Could Better Training Prevent Multiple Sclerosis Misdiagnosis?
Medical Xpress, a health and medical news website, released a report at the end of August detailing the results of a study about multiple sclerosis misdiagnosis. According to the study’s results, which were published in Neurology, a medical journal, doctors and hospitals often misdiagnose other conditions as MS.
The 24 researchers behind this study are each neurologists who specialize in working with MS patients. The neurologists work at several different institutions, including the Mayo Clinic, University of Vermont, Oregon Health & Science University and Washington University. During the study, the neurologists were able to discover 110 cases of MS misdiagnosis.
The immune systems of people with multiple sclerosis do not respond the same way as the immune systems of those without MS. The immune systems of people with MS target the covering around nerve fibers, which interrupts the connection between the brain and the rest of the body. Eventually, MS can lead to deterioration of the nerves and permanent optic nerve, spinal cord and brain damage. It is believed that MS is the result of a combination of environmental and gene triggers.
There is no blood or biomarker test to accurately diagnose MS. In addition, the damage that multiple sclerosis does to the nerves can lead to a large variety of symptoms. Many of these symptoms are associated with other conditions besides MS. The ailments that are most commonly misdiagnosed as MS according to the study include:
- Unexplained symptoms coupled with MRIs
- Migraine Headaches
- Neuromyelitis Optica Spectrum Disorder (NMOSD)

→ **Required work**:
(1) Return the passage of the MS misdiagnosis article from "The immune systems of people with multiple" up to and including "and gene triggers.", copied word for word.
(2) Write the next part of the MS misdiagnosis article, starting after its last line.

→ **Data for analysis**:
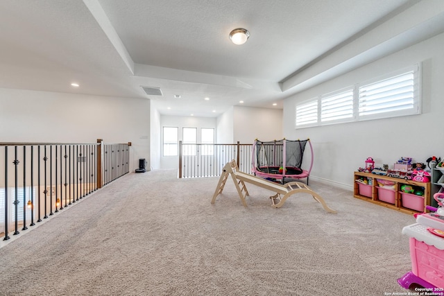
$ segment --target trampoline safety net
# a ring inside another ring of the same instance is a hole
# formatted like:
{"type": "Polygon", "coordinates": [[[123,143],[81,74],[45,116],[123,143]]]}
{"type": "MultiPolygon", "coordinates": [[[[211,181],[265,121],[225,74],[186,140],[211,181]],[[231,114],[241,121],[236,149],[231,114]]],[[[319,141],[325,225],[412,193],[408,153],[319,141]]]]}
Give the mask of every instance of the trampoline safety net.
{"type": "Polygon", "coordinates": [[[301,168],[305,146],[309,139],[291,141],[282,139],[263,142],[256,141],[256,166],[264,173],[276,173],[270,170],[285,166],[301,168]],[[284,155],[285,151],[285,155],[284,155]]]}

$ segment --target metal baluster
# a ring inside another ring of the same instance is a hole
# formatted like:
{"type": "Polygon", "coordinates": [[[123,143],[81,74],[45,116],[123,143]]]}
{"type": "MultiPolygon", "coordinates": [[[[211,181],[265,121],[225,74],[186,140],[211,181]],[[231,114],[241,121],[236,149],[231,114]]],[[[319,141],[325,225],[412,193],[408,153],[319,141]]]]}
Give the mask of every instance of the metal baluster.
{"type": "MultiPolygon", "coordinates": [[[[67,146],[65,146],[65,183],[63,184],[63,185],[65,186],[65,207],[68,207],[68,203],[67,203],[67,198],[68,197],[68,193],[67,193],[67,188],[68,188],[68,183],[67,182],[67,177],[68,176],[68,172],[67,172],[67,168],[68,168],[68,164],[67,164],[67,160],[68,160],[68,155],[67,154],[67,146]]],[[[69,200],[71,202],[71,200],[69,200]]]]}
{"type": "Polygon", "coordinates": [[[8,146],[5,146],[5,237],[3,241],[8,241],[9,233],[8,229],[8,146]]]}
{"type": "Polygon", "coordinates": [[[38,211],[38,217],[39,218],[37,220],[37,222],[42,222],[42,218],[40,216],[40,186],[41,186],[41,184],[40,184],[40,146],[39,145],[37,146],[37,166],[38,167],[37,169],[37,188],[38,189],[37,190],[37,211],[38,211]]]}
{"type": "Polygon", "coordinates": [[[85,174],[82,174],[83,168],[85,167],[85,166],[83,166],[83,145],[80,146],[80,158],[78,160],[80,160],[79,163],[80,163],[80,178],[78,180],[80,181],[80,198],[83,198],[84,196],[84,192],[83,192],[83,176],[85,175],[85,174]]]}
{"type": "MultiPolygon", "coordinates": [[[[72,182],[72,179],[71,178],[71,173],[72,172],[72,170],[71,168],[71,146],[72,146],[72,145],[69,145],[69,160],[68,161],[68,162],[69,163],[69,177],[68,179],[69,180],[69,203],[68,204],[72,204],[72,202],[71,202],[71,198],[74,195],[74,193],[73,193],[74,190],[74,186],[73,186],[73,188],[72,188],[73,191],[71,191],[71,184],[74,183],[72,182]]],[[[73,168],[74,168],[74,166],[73,166],[73,168]]],[[[72,175],[73,175],[73,177],[74,177],[74,174],[73,173],[72,175]]],[[[74,198],[72,198],[72,199],[74,199],[74,198]]]]}
{"type": "Polygon", "coordinates": [[[23,146],[23,228],[26,230],[26,146],[23,146]]]}
{"type": "Polygon", "coordinates": [[[76,166],[76,200],[78,200],[78,145],[76,145],[76,158],[77,159],[77,165],[76,166]]]}
{"type": "Polygon", "coordinates": [[[53,213],[53,146],[49,146],[49,216],[53,213]]]}
{"type": "MultiPolygon", "coordinates": [[[[52,148],[52,146],[51,146],[52,148]]],[[[58,200],[59,200],[59,198],[58,198],[58,184],[57,184],[57,173],[58,173],[58,170],[57,170],[57,163],[58,162],[58,154],[57,153],[57,146],[54,146],[55,148],[55,150],[56,150],[56,162],[55,163],[55,167],[56,167],[56,179],[55,179],[55,182],[56,182],[56,188],[55,188],[55,191],[54,191],[54,193],[56,194],[56,202],[55,202],[55,205],[56,205],[56,211],[54,211],[54,212],[58,213],[58,200]]],[[[52,151],[52,150],[51,150],[52,151]]],[[[52,158],[52,157],[51,157],[52,158]]],[[[52,160],[51,160],[51,164],[52,164],[52,160]]],[[[52,168],[52,165],[51,165],[51,168],[52,168]]],[[[51,178],[51,180],[52,182],[52,177],[51,178]]],[[[51,193],[52,194],[53,193],[53,186],[52,186],[52,183],[51,183],[51,193]]],[[[52,198],[52,197],[51,197],[52,198]]]]}
{"type": "Polygon", "coordinates": [[[34,226],[34,146],[31,146],[31,224],[34,226]]]}
{"type": "Polygon", "coordinates": [[[15,206],[15,232],[14,235],[19,234],[19,184],[18,184],[18,175],[17,175],[17,166],[19,165],[19,160],[17,159],[17,146],[14,146],[14,162],[12,163],[15,165],[15,175],[14,182],[15,184],[15,199],[14,200],[14,205],[15,206]]]}
{"type": "Polygon", "coordinates": [[[62,145],[60,145],[60,182],[59,182],[59,185],[60,186],[60,197],[59,198],[60,202],[60,209],[63,209],[63,191],[62,190],[62,182],[63,182],[63,171],[62,171],[62,164],[63,162],[63,157],[62,157],[62,145]]]}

→ **Task responses**:
(1)
The immune systems of people with multiple sclerosis do not respond the same way as the immune systems of those without MS. The immune systems of people with MS target the covering around nerve fibers, which interrupts the connection between the brain and the rest of the body. Eventually, MS can lead to deterioration of the nerves and permanent optic nerve, spinal cord and brain damage. It is believed that MS is the result of a combination of environmental and gene triggers.

(2)
- Various Psychological Conditions
According to the study, 72 percent of patients who were misdiagnosed with MS had been taking medication to treat the condition even though they did not actually have multiple sclerosis. In addition, many patients, 33 percent in fact, remained misdiagnosed for 10 years or longer.
How Additional Training Could Help Stop Multiple Sclerosis Misdiagnosis
Researchers found that the people in the study were misdiagnosed by both general practitioners and neurologists who specialize in caring for MS patients. They believe that these types of misdiagnoses can be prevented through increased training. Doctors must learn how to properly carry out MS diagnosis and to better recognize the signs of multiple sclerosis misdiagnosis.